* _Exercise prompt_:
All that is wanted is an exact copy of the lines below, starting at the one that contains "My project requires locating the red" and running to the end.

* _Records supplied_:
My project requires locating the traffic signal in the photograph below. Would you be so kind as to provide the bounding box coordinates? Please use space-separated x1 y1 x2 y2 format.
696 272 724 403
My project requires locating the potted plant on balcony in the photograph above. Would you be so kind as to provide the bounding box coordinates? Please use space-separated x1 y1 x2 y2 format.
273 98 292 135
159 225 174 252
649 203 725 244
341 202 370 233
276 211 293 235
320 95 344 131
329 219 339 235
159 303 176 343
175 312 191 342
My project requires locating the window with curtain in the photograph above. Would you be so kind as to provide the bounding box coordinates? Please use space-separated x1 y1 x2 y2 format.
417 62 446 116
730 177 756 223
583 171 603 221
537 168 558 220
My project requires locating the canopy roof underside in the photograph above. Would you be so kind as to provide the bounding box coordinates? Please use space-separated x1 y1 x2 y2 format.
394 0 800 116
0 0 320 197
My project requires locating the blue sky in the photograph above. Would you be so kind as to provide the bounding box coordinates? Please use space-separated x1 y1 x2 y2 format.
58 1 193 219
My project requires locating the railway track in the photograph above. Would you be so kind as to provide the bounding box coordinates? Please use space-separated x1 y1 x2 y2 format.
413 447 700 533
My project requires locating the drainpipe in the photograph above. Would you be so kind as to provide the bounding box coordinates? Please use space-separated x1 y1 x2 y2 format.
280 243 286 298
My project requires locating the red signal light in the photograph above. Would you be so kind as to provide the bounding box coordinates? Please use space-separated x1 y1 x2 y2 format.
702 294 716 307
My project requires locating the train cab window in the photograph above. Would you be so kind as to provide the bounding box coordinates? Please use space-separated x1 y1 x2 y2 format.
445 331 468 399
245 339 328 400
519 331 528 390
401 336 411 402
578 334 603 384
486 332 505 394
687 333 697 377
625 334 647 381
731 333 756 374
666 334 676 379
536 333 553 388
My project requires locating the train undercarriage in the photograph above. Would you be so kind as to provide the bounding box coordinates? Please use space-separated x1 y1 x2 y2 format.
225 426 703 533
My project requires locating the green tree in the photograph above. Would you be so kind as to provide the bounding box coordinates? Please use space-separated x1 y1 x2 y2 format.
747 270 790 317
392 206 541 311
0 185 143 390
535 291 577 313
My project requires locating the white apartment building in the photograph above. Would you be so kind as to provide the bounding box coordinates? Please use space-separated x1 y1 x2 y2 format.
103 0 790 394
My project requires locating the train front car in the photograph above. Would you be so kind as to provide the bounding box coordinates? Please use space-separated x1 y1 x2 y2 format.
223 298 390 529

* _Response to this task_:
My project requires locating the red signal light in the photograph above. Would you be so kind as to provide the bounding box coordinates? Please use space-separated x1 y1 x2 y2 format.
702 294 716 307
My project requires locating the train cab window in the photograph above. Would you be so kind as to provide the bounding box coordinates? Please use space-separated x1 y1 x2 y2 format.
445 331 468 399
245 339 328 400
519 331 528 390
401 336 411 402
578 334 603 384
486 332 505 394
687 333 697 377
625 334 647 381
731 333 756 374
666 334 676 379
536 333 553 388
My project requires locating the train undercarriage in the photograph above. Would you be so kind as to provide the bounding box coordinates? Please use space-separated x1 y1 x2 y2 format.
225 426 703 533
My project requires locating the green tree in the photograph above. Would you be so kind as to provide the bounding box coordinates? Please use space-separated x1 y1 x2 y2 format.
747 270 790 317
392 206 541 311
0 185 143 390
535 291 577 313
My project requires locating the white apartment building in the photograph above. Would you be so kind as to provide the bounding box coordinates? Please use space-separated x1 y1 x2 y2 format.
103 0 790 394
My project requires locating the train front car in the photograph above. Would you be so kind as to provide the bounding box coordinates? Please use space-separated x1 y1 x2 y2 format.
223 298 390 529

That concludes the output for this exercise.